[STATED TASK]
Copy every line of the entries, from the line containing "Could you identify the maroon" through the end of the entries inclusive, and raise each x and y coordinate in the answers by 128 while leaving all other wording as it is.

— start of THE RECORDS —

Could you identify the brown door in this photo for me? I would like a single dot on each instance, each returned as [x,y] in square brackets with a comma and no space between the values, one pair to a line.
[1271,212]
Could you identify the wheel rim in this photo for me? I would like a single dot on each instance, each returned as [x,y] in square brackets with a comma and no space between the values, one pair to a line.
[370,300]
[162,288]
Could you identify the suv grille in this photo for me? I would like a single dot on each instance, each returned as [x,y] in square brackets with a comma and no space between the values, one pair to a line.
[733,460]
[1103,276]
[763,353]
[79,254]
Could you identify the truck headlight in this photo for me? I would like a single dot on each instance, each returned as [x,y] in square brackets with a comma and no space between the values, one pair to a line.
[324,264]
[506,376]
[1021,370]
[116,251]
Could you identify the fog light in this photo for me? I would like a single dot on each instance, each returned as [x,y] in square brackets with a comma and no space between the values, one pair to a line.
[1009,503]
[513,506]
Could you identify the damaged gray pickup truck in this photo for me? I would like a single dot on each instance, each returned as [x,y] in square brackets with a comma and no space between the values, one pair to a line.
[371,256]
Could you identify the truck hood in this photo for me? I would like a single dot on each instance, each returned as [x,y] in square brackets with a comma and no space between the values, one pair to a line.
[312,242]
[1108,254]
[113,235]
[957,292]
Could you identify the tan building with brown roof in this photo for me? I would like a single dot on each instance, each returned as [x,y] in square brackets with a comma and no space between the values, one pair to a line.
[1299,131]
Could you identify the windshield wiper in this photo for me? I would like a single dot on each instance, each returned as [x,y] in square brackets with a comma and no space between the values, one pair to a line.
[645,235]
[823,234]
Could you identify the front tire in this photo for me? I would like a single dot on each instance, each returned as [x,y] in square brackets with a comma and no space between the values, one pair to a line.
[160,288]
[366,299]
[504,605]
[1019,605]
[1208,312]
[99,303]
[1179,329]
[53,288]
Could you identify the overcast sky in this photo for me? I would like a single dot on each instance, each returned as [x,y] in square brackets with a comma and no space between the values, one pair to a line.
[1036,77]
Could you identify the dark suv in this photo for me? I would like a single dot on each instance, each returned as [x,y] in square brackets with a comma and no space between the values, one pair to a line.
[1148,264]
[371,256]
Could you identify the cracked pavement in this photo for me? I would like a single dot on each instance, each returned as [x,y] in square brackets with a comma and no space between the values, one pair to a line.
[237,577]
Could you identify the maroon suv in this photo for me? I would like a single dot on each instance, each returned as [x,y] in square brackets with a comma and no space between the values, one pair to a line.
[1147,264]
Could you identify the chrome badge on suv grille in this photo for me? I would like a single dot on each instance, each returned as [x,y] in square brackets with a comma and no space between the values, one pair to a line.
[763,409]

— end of THE RECORDS —

[TASK RESPONSE]
Could you identify the maroon suv in this photo for me? I would like a single dot on each instance, each returned as [x,y] in square brackets with a comma and no space between the values, one pair to a line.
[1275,392]
Could you identify the chrome badge on suv grille in this photo for me? I would like a single dot on each instance, each returned as [x,y] in square brackets with a comma and no space between the values, one pair to a line.
[891,537]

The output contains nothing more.